* [EXERCISE OBJECTIVE]: Find every line in the records that contains the word "water" and copy each one out. Case counts.

## START DATA ENTRIES

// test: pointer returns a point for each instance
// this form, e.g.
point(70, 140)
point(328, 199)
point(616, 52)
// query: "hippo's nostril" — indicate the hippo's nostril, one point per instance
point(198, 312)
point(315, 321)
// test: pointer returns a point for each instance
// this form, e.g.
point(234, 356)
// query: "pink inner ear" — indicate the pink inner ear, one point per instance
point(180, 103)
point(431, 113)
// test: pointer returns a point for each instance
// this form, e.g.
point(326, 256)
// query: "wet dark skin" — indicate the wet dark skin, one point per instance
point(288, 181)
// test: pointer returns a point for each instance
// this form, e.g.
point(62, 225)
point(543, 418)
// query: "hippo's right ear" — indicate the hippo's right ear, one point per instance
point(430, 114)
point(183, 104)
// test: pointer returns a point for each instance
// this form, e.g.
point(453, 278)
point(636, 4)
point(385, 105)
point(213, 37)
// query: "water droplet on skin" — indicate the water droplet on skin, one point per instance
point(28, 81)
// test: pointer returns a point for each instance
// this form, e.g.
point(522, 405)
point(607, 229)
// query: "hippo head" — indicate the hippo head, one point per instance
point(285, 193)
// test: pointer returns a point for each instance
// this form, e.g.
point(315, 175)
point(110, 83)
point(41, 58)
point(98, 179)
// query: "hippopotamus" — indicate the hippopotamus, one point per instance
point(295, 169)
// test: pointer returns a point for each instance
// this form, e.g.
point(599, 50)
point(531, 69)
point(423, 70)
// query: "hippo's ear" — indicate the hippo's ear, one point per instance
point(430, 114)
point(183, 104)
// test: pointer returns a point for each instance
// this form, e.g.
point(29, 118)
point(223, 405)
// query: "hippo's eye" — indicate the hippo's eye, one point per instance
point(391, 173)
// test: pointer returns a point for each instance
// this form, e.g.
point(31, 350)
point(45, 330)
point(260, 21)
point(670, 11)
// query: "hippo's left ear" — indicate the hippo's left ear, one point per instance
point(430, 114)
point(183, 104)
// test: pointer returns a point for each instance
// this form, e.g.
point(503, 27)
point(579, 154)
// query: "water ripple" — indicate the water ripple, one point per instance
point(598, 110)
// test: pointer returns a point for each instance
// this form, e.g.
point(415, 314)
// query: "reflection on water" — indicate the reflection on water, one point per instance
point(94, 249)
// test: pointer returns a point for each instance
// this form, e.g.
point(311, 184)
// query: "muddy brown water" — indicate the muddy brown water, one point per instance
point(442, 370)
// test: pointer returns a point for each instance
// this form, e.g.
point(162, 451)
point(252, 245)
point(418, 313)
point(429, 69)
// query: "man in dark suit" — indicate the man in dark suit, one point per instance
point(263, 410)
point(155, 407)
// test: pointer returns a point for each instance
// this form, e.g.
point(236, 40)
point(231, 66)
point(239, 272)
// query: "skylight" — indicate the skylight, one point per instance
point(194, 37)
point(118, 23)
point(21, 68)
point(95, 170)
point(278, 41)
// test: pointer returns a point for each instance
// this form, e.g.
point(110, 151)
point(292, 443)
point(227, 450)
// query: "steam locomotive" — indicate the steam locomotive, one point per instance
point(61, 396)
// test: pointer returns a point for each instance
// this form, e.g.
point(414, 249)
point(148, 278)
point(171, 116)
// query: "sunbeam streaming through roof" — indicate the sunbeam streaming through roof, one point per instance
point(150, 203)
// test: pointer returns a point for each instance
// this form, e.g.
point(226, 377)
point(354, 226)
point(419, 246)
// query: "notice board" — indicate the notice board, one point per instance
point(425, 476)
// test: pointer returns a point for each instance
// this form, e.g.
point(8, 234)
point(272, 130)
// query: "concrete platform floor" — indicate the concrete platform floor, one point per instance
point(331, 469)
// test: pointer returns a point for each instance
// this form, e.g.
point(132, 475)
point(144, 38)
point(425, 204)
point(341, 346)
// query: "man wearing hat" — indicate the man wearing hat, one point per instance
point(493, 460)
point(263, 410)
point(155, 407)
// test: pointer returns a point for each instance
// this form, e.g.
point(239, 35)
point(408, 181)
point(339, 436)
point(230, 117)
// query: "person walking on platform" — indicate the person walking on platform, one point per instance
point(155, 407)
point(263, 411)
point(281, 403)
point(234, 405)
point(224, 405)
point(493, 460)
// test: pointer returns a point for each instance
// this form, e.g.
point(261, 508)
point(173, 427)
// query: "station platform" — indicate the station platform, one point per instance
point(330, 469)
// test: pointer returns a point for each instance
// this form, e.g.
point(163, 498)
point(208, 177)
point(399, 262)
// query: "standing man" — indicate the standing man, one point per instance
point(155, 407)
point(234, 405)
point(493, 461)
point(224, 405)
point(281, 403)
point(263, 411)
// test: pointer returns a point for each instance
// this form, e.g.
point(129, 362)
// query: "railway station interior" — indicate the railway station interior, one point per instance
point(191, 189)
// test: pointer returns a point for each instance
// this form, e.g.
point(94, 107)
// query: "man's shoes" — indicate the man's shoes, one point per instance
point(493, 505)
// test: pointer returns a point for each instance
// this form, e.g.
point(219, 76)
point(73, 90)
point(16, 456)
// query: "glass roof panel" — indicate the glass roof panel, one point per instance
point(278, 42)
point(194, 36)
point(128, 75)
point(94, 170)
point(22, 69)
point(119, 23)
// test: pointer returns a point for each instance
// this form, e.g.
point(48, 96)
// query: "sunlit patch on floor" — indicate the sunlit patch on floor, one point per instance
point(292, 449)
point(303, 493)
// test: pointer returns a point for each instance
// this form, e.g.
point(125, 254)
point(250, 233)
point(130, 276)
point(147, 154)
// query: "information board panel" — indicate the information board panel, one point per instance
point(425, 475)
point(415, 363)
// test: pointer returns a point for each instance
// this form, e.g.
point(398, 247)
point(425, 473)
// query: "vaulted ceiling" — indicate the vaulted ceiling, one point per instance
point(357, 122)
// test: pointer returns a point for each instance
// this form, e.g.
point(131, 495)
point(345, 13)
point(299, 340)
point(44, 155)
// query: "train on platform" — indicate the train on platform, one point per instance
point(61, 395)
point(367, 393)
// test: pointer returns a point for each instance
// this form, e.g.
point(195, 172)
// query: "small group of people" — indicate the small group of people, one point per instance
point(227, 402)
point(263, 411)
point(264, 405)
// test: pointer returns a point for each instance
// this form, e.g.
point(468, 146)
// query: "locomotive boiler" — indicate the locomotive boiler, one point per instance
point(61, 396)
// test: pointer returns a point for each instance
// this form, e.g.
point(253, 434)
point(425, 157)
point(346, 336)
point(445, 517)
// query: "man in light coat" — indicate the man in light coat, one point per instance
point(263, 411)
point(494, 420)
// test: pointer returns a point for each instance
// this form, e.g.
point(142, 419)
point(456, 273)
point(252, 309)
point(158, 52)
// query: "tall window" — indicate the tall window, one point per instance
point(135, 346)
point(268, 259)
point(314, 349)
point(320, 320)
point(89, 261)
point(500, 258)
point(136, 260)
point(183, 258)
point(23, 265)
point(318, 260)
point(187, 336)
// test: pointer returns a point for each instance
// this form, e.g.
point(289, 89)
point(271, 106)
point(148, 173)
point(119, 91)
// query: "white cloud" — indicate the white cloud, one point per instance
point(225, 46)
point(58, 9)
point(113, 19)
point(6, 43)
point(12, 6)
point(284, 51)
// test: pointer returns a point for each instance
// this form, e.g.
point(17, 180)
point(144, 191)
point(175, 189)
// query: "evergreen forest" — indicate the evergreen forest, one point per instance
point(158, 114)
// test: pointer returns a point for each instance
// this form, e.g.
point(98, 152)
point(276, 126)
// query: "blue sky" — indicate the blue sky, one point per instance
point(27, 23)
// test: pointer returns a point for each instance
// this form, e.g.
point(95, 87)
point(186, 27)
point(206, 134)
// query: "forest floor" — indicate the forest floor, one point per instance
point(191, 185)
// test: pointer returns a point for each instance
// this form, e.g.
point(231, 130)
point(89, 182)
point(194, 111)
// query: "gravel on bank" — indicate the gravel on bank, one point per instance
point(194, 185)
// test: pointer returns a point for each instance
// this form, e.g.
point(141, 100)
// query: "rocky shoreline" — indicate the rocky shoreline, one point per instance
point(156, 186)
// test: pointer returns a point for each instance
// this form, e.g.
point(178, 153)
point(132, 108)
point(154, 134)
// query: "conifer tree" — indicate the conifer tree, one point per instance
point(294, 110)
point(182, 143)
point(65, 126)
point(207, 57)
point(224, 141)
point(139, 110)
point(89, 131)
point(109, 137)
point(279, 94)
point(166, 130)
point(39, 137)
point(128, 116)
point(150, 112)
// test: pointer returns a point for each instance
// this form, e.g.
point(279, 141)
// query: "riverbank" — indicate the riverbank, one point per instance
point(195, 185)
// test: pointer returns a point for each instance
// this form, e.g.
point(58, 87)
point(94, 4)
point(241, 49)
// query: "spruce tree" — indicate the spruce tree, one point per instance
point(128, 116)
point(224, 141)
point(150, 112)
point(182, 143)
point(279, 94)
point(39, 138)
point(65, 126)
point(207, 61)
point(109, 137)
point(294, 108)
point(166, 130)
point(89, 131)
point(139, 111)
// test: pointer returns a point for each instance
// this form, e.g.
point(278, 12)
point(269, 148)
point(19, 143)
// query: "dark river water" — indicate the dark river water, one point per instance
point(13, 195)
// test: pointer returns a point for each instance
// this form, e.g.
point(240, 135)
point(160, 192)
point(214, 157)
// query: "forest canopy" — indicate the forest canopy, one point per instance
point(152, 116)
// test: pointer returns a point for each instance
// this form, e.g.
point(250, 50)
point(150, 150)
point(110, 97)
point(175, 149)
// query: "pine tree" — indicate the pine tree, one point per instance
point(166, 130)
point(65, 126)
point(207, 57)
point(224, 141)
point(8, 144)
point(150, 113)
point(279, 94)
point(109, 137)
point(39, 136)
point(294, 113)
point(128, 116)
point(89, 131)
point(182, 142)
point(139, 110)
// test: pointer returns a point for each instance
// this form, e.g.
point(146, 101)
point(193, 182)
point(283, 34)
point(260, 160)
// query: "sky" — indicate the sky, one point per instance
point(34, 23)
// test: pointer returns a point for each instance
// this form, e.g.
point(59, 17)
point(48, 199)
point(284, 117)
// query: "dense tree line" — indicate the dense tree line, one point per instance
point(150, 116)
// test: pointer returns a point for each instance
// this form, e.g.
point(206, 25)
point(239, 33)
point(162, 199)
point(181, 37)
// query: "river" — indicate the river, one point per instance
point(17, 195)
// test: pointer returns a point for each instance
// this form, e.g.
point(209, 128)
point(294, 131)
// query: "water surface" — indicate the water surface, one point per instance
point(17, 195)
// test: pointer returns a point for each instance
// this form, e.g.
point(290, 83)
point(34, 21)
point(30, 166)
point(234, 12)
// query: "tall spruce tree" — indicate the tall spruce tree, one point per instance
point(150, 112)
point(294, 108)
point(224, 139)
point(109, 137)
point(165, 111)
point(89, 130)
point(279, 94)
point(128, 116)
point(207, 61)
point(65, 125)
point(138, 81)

## END DATA ENTRIES

* [CORRECT RESULT]:
// query: "water droplet on skin" — indicate the water droplet on skin, one point per instance
// query: "water ripple" — indicate the water ripple, one point per instance
// query: "reflection on water" — indicate the reflection on water, one point per instance
// query: "muddy brown water" — indicate the muddy brown water, one point per instance
// query: "dark river water" — indicate the dark river water, one point per instance
// query: "water surface" — indicate the water surface, one point per instance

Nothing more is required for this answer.